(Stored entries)
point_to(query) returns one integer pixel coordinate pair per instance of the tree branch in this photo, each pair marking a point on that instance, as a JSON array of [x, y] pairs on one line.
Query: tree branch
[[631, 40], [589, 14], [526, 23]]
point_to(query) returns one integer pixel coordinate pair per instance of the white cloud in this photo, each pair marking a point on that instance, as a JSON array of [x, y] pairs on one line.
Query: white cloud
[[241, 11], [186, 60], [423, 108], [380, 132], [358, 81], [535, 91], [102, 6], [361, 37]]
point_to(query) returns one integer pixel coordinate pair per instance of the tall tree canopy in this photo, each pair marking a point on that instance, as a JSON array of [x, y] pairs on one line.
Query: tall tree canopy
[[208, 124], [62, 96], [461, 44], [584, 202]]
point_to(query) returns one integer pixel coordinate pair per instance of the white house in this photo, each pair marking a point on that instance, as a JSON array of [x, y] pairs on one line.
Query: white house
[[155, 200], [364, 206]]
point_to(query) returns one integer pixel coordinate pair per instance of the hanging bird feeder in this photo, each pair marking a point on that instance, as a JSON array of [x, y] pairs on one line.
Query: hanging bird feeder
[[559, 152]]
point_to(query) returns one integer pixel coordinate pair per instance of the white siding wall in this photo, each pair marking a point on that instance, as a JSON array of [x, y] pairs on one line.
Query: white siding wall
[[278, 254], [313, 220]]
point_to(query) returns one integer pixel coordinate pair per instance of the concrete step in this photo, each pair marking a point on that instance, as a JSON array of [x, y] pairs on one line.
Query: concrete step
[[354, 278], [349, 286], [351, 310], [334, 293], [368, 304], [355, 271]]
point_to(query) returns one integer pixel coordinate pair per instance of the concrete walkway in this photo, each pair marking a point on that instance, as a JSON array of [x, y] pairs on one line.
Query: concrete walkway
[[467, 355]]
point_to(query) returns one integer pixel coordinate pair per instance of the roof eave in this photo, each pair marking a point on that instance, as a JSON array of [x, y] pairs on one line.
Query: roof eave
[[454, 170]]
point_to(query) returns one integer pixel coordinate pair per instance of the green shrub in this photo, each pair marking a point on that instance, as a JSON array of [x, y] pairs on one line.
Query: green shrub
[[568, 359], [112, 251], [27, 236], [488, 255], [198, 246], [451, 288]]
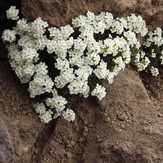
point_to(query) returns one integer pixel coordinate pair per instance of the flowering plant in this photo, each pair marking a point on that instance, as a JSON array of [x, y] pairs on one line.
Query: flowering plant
[[73, 60]]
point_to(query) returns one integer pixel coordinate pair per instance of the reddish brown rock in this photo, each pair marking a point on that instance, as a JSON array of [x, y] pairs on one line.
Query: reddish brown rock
[[61, 12], [6, 147]]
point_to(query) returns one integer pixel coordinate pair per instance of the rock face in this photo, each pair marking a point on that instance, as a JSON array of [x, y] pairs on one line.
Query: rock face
[[126, 126], [60, 12], [6, 148]]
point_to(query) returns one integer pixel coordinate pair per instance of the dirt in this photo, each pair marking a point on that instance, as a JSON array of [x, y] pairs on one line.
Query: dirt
[[125, 127]]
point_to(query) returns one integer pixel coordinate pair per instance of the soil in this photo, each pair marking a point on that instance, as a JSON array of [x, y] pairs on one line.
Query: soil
[[125, 127]]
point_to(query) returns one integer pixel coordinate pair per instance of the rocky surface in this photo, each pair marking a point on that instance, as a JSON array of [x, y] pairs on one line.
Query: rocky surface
[[60, 12], [126, 126], [6, 148]]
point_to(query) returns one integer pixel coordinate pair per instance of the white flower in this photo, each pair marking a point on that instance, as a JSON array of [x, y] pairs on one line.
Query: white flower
[[9, 35], [39, 108], [46, 116], [68, 115], [12, 13]]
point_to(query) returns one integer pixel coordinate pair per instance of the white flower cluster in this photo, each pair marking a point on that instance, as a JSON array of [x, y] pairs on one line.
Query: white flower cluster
[[12, 13], [60, 63]]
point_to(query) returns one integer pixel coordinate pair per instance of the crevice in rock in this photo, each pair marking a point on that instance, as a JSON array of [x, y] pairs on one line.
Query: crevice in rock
[[42, 139]]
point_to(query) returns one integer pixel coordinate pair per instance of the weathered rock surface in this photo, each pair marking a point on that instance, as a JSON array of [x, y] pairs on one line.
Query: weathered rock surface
[[6, 148], [126, 126], [60, 12]]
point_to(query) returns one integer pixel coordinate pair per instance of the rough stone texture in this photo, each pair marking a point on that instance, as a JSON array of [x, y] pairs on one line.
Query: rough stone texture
[[60, 12], [124, 127], [6, 148]]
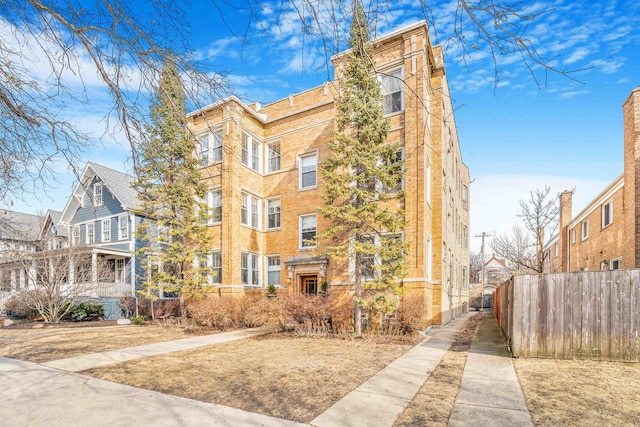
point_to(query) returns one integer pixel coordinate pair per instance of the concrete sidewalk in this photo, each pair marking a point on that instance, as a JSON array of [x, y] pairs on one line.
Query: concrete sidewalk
[[379, 400], [36, 395], [94, 360], [490, 394]]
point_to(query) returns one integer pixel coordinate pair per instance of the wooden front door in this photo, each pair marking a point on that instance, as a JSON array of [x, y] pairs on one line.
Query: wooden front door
[[309, 285]]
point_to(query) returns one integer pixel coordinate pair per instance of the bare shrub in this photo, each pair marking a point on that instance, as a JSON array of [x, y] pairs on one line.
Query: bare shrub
[[263, 312], [410, 317], [127, 306], [317, 315], [17, 306], [217, 312]]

_What you will do:_
Rewrite the material from the line with "flower cluster in" up to and including the line with "[[379, 400], [36, 395], [94, 360], [490, 394]]", replacing "rock" with "boulder" everywhere in that span and changing nothing else. Leave the pictures out.

_Worked solution:_
point_to(query) returns one integer pixel coordinate pair per instance of the white flower cluster in this photo, each pair marking a point on that instance, as a JSON array of [x, y] pairs on one line.
Query: white flower cluster
[[12, 13], [60, 63]]
point_to(query) returns one integer pixel coordinate pair per instance of the crevice in boulder in this photo, each pair marking a point on that instance, as a JSON array of [x, y] pairs on one line.
Query: crevice in boulder
[[42, 139]]
point_to(query) returns one integer pixel coordinate pair per instance of the weathered boulder surface in this photo, each pair marking a point on that instance, as a JSON array of [x, y] pairs on one line.
Query: weathered boulder surface
[[6, 148], [126, 126], [60, 12]]
point_to(query) returns one integer pixel coordinate pair per instance of the rough stone texture in this photo, each pair marking a point on that instance, as a JSON array of [x, y] pairs on one line.
Query: rough stone texture
[[60, 12], [124, 127], [6, 148]]
point_to(query) returns one integer pixel coordinate pair per instance of the concrete sidewalk in this photo, each pair marking a point on that instance, as a JSON array of [x, y] pairs on one line.
Query: concrete sidewalk
[[379, 400], [36, 395], [94, 360], [490, 394]]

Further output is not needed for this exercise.